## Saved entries

▬▬▬

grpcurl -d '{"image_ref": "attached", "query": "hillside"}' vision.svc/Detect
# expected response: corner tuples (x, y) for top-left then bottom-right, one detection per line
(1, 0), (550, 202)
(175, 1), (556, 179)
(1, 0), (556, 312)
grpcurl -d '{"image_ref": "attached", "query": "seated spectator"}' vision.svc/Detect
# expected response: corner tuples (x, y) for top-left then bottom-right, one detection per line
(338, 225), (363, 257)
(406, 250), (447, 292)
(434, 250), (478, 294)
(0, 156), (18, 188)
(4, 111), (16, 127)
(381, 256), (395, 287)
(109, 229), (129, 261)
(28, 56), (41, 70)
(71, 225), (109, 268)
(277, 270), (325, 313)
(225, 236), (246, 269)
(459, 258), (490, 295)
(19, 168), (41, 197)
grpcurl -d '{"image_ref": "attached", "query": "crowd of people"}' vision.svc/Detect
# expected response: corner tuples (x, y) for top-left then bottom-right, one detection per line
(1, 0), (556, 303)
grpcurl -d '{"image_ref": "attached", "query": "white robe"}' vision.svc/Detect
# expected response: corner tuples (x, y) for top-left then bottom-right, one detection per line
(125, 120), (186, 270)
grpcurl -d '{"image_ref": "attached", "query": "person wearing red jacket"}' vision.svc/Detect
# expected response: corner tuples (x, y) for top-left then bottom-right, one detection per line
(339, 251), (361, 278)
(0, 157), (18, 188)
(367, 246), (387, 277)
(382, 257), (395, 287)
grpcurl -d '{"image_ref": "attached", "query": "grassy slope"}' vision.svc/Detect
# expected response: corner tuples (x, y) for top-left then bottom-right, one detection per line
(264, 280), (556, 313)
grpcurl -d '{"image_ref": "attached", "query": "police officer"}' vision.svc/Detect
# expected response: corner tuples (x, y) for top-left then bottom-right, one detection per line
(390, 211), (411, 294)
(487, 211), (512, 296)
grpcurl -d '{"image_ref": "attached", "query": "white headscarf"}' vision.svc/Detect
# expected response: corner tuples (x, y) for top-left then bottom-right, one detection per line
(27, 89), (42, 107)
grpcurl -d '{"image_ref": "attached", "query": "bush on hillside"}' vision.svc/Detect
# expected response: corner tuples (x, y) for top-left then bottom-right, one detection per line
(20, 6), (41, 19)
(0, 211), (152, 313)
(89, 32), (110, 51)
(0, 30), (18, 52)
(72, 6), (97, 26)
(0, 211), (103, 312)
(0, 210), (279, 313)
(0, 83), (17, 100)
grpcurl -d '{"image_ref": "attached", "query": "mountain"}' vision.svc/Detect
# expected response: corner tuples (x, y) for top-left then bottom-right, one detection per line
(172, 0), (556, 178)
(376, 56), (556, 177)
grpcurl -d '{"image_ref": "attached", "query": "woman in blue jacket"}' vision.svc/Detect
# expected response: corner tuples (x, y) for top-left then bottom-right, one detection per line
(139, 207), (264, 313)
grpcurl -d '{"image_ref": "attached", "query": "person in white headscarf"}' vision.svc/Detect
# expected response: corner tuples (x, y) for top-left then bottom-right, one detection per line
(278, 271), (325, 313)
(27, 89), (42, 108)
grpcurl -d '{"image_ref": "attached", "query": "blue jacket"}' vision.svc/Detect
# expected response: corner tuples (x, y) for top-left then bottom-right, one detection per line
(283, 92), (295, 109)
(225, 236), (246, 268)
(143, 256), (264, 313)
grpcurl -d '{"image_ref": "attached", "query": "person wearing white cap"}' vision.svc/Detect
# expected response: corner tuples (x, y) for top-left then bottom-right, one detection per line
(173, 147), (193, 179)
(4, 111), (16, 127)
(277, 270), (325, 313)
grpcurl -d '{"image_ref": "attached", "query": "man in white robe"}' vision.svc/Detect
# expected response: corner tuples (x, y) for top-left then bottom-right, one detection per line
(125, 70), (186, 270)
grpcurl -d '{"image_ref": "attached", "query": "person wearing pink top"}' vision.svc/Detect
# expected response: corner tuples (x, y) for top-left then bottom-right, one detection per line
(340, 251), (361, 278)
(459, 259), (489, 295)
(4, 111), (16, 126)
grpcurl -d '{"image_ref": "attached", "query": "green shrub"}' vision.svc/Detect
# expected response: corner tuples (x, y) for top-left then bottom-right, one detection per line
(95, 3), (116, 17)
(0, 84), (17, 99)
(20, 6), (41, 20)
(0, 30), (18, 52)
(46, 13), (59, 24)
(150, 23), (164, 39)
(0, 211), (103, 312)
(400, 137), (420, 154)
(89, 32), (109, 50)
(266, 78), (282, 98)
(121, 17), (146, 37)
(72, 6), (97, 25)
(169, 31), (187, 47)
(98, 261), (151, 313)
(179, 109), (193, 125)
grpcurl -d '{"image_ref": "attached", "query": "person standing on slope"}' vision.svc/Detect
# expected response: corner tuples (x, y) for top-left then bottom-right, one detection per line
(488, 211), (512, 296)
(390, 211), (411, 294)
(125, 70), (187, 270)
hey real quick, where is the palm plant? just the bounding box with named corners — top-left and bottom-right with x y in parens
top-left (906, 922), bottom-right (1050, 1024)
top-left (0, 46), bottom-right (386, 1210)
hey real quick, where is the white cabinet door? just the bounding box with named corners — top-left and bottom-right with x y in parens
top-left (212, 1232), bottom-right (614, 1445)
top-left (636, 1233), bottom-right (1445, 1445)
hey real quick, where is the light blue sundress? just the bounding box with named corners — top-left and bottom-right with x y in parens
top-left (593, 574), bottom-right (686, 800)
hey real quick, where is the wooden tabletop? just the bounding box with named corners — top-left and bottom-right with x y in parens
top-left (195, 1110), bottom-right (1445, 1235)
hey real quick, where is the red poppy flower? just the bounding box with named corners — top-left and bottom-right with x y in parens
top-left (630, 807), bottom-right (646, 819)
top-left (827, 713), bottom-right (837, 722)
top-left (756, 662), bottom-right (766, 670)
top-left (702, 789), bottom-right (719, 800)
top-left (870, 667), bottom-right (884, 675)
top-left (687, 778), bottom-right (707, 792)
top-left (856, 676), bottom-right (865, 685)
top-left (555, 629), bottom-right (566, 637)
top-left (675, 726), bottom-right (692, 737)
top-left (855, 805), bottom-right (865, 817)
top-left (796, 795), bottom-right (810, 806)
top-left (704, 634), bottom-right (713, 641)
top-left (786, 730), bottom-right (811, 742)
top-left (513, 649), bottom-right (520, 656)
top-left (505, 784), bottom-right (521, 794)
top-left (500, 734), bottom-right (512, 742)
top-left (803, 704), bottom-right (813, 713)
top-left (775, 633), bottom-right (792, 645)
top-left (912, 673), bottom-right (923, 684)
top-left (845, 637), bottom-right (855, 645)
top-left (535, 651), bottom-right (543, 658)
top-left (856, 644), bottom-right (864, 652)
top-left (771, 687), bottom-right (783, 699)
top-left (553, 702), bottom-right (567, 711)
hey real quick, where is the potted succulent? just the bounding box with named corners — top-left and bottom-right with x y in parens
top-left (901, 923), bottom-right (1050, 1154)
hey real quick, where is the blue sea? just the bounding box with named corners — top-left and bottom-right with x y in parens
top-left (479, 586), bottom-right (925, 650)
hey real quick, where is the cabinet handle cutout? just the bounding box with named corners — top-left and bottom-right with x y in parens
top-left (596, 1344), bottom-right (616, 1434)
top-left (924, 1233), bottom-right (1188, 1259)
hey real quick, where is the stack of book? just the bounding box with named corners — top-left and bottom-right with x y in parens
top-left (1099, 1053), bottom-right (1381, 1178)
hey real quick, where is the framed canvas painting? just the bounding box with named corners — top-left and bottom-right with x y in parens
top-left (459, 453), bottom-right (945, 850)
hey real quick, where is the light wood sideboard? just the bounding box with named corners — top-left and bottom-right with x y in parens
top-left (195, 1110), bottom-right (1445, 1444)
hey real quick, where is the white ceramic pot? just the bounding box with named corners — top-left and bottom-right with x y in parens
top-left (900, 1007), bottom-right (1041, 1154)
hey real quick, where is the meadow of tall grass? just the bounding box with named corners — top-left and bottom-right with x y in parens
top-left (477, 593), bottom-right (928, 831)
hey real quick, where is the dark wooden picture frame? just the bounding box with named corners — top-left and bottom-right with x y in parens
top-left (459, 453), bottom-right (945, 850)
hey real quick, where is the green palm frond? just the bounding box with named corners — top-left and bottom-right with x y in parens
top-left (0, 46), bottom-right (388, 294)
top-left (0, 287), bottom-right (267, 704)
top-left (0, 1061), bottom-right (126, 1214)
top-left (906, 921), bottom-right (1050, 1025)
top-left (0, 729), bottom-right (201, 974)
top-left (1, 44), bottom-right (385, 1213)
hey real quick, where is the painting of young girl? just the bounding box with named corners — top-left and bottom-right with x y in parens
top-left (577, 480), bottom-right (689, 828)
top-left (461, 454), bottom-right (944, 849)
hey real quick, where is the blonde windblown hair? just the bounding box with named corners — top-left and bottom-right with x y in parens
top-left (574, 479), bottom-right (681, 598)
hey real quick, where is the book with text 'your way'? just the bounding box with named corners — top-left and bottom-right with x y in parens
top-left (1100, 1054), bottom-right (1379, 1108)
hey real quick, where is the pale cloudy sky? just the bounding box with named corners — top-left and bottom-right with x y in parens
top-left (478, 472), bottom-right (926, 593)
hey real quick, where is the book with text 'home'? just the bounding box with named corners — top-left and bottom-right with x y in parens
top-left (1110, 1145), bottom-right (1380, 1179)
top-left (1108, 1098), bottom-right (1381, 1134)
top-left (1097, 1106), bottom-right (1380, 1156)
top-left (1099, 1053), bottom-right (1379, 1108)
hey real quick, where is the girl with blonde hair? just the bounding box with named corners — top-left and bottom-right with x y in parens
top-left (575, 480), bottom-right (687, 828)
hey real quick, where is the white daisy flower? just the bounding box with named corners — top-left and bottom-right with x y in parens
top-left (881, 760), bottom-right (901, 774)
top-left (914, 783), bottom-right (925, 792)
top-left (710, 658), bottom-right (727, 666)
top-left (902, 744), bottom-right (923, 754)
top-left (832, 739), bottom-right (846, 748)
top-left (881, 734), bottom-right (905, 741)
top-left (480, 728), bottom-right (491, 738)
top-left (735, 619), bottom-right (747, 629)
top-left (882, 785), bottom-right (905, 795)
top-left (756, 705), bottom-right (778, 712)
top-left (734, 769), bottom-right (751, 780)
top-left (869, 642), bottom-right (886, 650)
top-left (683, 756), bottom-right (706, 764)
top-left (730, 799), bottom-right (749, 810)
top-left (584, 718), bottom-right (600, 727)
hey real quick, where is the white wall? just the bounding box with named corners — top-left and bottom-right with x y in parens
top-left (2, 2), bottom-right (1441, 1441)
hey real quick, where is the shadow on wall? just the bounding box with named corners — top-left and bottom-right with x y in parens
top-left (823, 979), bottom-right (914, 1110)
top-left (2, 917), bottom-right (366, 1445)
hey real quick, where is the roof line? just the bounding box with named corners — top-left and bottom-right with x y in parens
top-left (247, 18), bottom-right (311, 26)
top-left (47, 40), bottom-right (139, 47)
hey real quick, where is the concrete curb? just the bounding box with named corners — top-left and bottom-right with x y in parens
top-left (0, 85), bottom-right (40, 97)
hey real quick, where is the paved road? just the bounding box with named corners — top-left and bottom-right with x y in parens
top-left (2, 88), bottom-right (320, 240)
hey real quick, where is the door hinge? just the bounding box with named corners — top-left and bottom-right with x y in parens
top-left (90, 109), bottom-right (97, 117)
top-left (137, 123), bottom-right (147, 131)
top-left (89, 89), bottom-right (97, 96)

▬▬▬

## EXERCISE OBJECTIVE
Write the number of lines in the data above that contain "robe", adding no other words.

## FINISHED EXERCISE
2